--- Data supplied ---
========================
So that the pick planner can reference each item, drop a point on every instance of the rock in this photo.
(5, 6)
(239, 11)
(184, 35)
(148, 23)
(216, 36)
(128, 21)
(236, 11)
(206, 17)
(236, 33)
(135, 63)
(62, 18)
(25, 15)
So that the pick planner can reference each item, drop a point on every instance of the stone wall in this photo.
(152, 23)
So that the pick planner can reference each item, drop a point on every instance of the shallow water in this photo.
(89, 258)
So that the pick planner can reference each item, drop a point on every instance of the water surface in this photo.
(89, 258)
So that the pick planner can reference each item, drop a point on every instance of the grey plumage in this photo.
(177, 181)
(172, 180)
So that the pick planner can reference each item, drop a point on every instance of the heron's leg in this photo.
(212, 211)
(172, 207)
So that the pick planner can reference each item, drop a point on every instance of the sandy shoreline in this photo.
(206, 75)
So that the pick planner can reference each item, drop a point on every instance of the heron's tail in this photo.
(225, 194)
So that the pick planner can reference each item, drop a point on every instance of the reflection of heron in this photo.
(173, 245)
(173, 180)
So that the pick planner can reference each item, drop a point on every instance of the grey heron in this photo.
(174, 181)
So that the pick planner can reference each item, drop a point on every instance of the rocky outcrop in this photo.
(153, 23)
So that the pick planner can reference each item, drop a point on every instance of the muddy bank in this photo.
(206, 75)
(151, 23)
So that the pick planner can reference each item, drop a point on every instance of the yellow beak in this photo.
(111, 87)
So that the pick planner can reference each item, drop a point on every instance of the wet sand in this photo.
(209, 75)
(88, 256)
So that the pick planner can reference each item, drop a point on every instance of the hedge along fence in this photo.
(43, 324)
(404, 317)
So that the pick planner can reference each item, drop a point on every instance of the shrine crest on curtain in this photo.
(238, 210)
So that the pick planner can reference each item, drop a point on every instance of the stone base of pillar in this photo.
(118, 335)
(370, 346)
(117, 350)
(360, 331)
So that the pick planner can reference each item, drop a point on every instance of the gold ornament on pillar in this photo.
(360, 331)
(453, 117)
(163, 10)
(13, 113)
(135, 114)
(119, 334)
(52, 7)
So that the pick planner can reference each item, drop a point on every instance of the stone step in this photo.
========================
--- Objective ---
Every entry in the listing must be retyped exactly.

--- Right answer ---
So that the pick planner can reference each item, drop a point on every instance of the rock in this photo.
(5, 6)
(239, 11)
(184, 35)
(148, 23)
(216, 36)
(128, 21)
(236, 11)
(206, 17)
(236, 33)
(135, 63)
(62, 18)
(25, 15)
So that the pick planner can reference each item, drop a point on every instance of the stone wall in this photo.
(152, 23)
So that the pick planner can reference each item, drop a point on every instance of the shallow water in this photo.
(89, 258)
So that the pick planner can reference each item, drop a point on every instance of the water surface in this photo.
(89, 258)
So that the pick planner can reference each item, drop a point on every instance of the grey plumage in this photo.
(177, 181)
(172, 180)
So that the pick planner can reference each item, drop a point on every instance of the heron's leg in this photo.
(212, 211)
(172, 207)
So that the pick planner can reference each item, drop a point on every instance of the sandy shoreline in this photo.
(206, 75)
So that the pick planner can reference each item, drop a point on every instance of the heron's tail in this photo.
(225, 194)
So that the pick planner can reference each item, drop a point on every instance of the reflection of heron in this photo.
(173, 245)
(173, 180)
So that the pick planner can reference each item, drop a point on every instance of the grey heron in this photo.
(174, 181)
So that the pick planner can reference each item, drop a point on every instance of the rocky outcrop in this photo.
(153, 23)
So that the pick planner can reference each item, drop a point on every instance of the muddy bank in this photo.
(206, 75)
(151, 23)
So that the pick planner can reference each item, drop a point on every instance of the yellow beak in this photo.
(111, 87)
So that the pick planner can reference each item, drop a point on every instance of the wet sand in this photo.
(209, 75)
(88, 256)
So that the pick planner can reference each item, drop a point on every instance of the hedge along fence in this photo.
(43, 324)
(404, 317)
So that the pick planner can reference each item, drop a point on every instance of the shrine crest on curtain in this photo.
(238, 210)
So that the pick planner can reference each item, drop a point on every instance of the stone base of pillar in this photo.
(118, 335)
(370, 346)
(117, 350)
(360, 331)
So that the pick planner can reference each item, drop a point on every instance of the gold ornament on pillar in this photo.
(360, 331)
(453, 117)
(163, 10)
(13, 113)
(135, 114)
(119, 334)
(52, 7)
So that the pick planner can reference each item, drop a point on every instance of the stone step in this photo.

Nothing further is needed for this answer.